→ **PROVIDED RECORDS**
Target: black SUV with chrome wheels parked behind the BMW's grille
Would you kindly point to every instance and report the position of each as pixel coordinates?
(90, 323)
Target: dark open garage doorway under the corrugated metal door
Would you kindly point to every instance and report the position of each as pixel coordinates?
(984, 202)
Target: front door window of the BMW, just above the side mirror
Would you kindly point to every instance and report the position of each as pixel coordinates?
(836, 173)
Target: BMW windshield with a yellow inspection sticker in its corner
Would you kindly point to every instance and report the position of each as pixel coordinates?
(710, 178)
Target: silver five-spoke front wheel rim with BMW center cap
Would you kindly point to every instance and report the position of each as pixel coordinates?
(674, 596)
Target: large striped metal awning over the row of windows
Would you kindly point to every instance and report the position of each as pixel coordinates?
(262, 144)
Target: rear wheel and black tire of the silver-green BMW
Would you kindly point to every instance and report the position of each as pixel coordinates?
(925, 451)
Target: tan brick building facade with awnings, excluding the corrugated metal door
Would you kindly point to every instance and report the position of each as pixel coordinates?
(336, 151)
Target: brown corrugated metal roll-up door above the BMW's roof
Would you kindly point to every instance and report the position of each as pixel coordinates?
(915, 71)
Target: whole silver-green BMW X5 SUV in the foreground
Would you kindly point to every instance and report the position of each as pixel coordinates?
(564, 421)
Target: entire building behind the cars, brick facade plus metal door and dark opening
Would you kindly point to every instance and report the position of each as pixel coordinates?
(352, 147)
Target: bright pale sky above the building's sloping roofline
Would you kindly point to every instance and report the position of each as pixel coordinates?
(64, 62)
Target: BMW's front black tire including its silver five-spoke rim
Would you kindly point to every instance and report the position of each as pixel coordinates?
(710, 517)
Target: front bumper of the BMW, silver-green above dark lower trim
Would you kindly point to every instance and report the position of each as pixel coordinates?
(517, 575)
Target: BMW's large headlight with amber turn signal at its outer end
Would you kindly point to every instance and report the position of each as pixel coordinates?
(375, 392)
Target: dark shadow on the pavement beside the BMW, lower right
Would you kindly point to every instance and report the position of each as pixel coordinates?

* * *

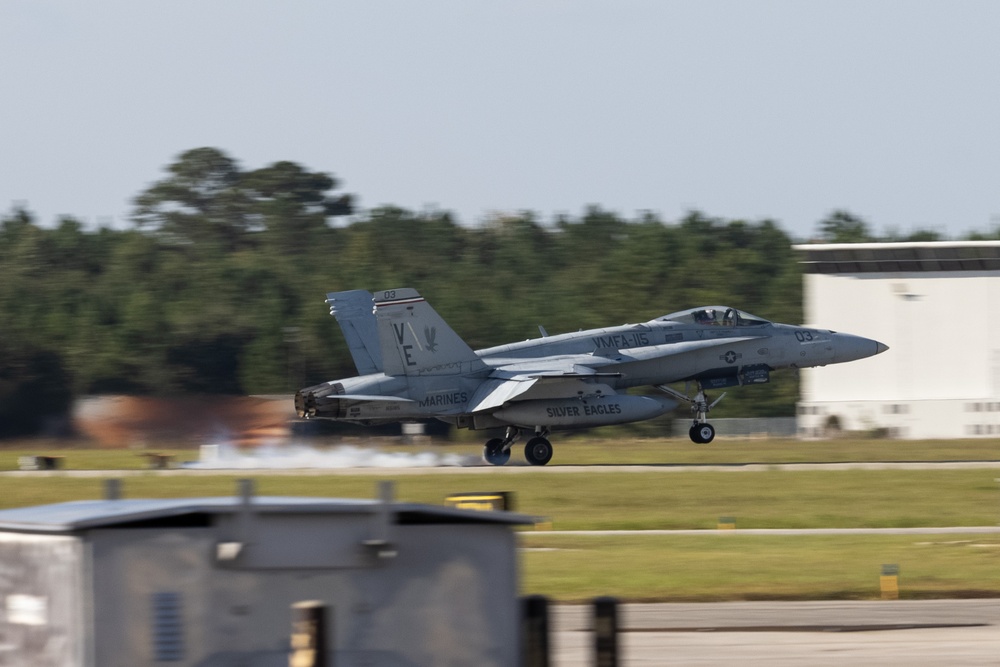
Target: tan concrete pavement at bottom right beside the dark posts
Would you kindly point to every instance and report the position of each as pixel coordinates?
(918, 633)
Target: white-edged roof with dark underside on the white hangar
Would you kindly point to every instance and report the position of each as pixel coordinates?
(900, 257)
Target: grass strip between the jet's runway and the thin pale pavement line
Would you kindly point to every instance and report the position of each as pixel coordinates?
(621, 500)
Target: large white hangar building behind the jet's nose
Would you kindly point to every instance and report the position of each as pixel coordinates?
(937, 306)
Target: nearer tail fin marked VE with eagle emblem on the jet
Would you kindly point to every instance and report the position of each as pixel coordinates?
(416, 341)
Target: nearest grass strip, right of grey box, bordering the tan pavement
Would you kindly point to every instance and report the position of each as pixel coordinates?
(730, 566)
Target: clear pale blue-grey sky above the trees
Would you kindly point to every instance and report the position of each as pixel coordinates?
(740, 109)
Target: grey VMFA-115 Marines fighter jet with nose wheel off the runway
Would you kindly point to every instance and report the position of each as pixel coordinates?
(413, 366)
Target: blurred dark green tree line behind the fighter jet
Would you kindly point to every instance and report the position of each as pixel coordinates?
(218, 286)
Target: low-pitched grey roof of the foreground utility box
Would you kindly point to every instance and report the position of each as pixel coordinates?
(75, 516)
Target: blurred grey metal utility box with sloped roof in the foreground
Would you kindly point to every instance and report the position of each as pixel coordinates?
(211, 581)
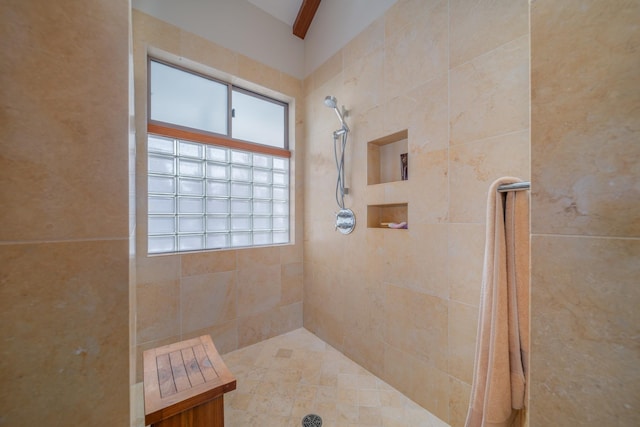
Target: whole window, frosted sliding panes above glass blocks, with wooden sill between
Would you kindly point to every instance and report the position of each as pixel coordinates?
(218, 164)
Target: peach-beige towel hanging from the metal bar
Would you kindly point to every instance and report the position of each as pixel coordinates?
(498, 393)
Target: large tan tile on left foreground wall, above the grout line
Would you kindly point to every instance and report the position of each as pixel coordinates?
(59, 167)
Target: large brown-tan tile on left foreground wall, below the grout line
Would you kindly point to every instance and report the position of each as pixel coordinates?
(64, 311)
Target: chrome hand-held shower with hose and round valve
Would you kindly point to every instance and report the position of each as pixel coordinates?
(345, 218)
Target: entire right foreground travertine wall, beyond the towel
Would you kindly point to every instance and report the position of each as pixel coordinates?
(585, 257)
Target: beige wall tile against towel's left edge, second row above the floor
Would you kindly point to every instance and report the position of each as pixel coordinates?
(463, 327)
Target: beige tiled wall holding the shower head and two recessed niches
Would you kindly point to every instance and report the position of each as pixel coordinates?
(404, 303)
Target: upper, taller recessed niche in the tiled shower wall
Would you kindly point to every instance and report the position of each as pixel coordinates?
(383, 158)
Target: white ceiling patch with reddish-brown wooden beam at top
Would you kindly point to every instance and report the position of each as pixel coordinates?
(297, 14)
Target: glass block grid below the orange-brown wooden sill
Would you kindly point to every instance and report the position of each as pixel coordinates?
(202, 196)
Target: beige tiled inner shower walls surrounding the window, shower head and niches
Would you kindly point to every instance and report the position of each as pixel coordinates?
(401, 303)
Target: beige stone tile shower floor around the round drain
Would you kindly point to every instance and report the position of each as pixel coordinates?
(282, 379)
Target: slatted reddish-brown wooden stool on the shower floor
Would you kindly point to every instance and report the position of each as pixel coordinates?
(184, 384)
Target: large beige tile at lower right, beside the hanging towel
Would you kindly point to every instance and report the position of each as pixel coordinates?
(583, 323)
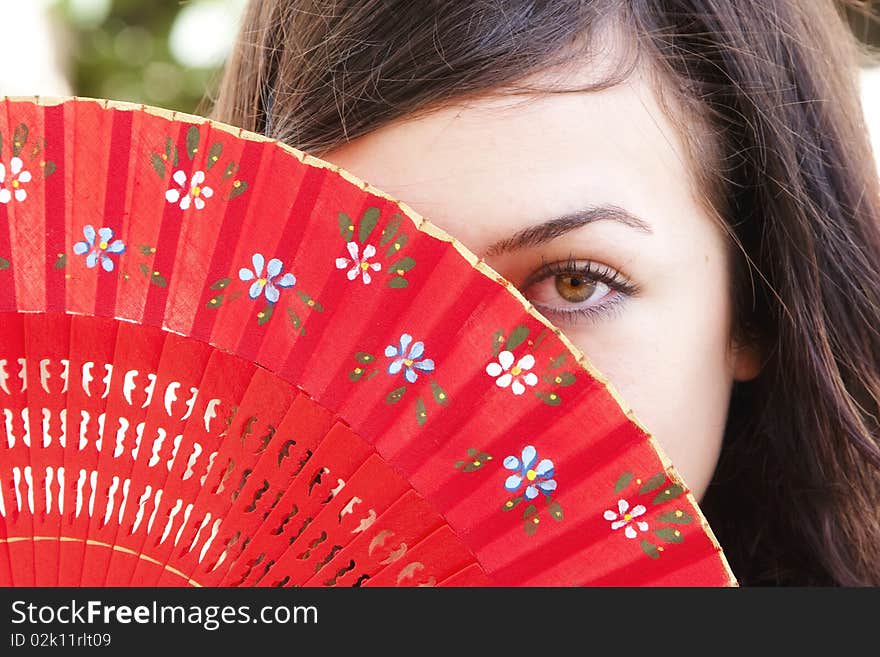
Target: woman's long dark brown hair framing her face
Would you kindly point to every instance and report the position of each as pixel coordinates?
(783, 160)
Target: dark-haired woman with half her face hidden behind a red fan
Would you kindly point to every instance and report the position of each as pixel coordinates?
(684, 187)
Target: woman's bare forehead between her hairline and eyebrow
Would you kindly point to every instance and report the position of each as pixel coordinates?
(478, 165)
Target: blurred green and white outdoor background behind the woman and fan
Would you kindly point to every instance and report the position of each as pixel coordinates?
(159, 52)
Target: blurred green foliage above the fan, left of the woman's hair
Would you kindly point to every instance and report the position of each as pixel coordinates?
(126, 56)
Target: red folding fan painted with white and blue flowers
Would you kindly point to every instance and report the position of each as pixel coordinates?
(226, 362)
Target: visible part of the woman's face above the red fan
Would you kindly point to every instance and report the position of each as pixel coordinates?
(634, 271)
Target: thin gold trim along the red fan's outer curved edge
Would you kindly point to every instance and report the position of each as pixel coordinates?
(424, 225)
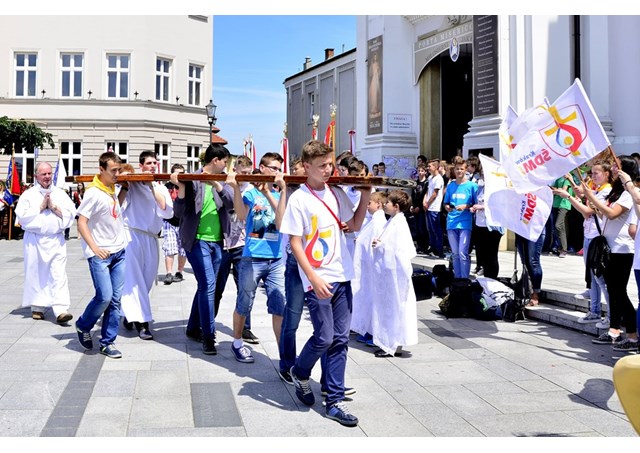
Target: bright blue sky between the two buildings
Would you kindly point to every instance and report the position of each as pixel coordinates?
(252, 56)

...

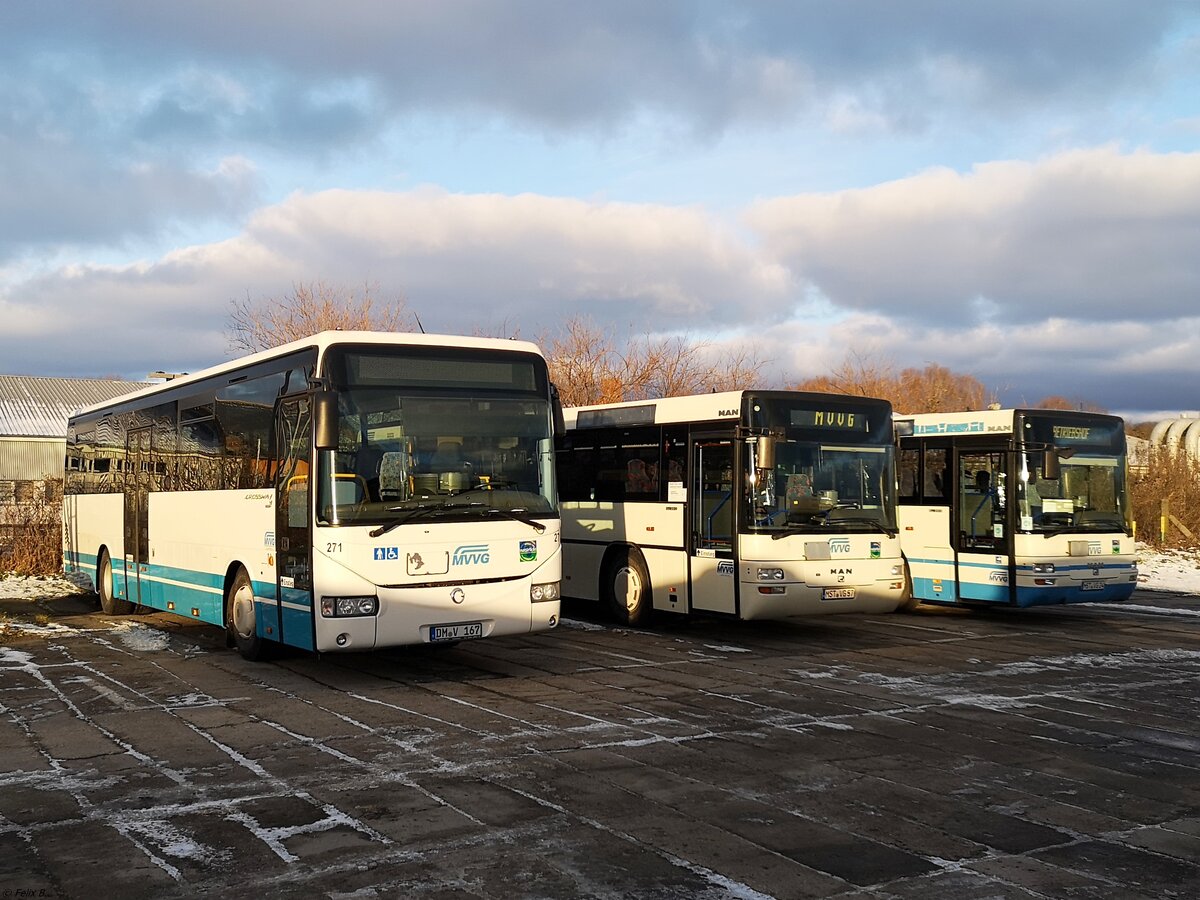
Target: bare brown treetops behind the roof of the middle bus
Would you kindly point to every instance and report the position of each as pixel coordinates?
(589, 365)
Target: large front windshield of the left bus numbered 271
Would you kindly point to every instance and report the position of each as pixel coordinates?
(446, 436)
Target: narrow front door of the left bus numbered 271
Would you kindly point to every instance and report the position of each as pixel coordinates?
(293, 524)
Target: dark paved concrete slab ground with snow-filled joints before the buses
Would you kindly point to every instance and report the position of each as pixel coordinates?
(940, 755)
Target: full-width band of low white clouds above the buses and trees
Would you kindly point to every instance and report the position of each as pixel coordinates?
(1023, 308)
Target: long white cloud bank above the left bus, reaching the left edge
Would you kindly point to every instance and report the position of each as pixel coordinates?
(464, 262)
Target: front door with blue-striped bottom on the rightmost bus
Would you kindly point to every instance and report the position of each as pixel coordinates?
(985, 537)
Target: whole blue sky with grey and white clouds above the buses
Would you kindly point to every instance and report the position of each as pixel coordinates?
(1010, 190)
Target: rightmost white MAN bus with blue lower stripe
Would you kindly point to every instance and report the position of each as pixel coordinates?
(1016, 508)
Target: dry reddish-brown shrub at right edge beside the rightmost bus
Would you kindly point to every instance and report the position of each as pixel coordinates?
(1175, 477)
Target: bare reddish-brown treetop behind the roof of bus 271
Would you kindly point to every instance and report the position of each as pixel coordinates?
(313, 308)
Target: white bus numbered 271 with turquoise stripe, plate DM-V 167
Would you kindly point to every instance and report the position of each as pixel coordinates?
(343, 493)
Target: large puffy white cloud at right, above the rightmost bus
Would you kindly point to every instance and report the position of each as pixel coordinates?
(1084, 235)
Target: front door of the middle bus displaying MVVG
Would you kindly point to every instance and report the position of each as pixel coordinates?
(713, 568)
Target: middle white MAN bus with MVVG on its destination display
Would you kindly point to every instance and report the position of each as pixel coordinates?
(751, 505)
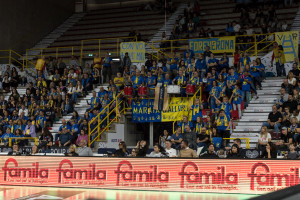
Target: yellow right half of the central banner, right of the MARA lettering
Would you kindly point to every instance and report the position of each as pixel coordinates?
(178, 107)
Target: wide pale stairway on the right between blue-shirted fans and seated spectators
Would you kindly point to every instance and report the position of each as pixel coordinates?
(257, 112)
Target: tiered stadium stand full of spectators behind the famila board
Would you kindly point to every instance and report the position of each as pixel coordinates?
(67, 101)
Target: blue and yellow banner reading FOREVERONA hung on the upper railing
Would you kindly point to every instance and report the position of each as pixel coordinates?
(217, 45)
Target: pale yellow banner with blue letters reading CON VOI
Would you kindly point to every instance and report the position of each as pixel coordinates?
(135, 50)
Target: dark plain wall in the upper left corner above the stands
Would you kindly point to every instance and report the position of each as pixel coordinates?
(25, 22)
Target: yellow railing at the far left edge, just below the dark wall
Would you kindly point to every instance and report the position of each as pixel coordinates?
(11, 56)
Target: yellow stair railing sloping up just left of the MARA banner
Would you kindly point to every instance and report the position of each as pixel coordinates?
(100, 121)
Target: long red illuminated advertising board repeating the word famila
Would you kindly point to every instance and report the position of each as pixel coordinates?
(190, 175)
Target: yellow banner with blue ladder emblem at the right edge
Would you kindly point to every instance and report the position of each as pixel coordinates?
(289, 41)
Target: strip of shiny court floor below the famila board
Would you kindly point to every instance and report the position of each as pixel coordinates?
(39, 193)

→ **REQUIRED WORK**
Where does the word "bright" appear in the listing? List each line that holds it.

→ **TASK RESPONSE**
Target: bright pale sky above the building's sloping roofline
Target: bright blue sky between the two buildings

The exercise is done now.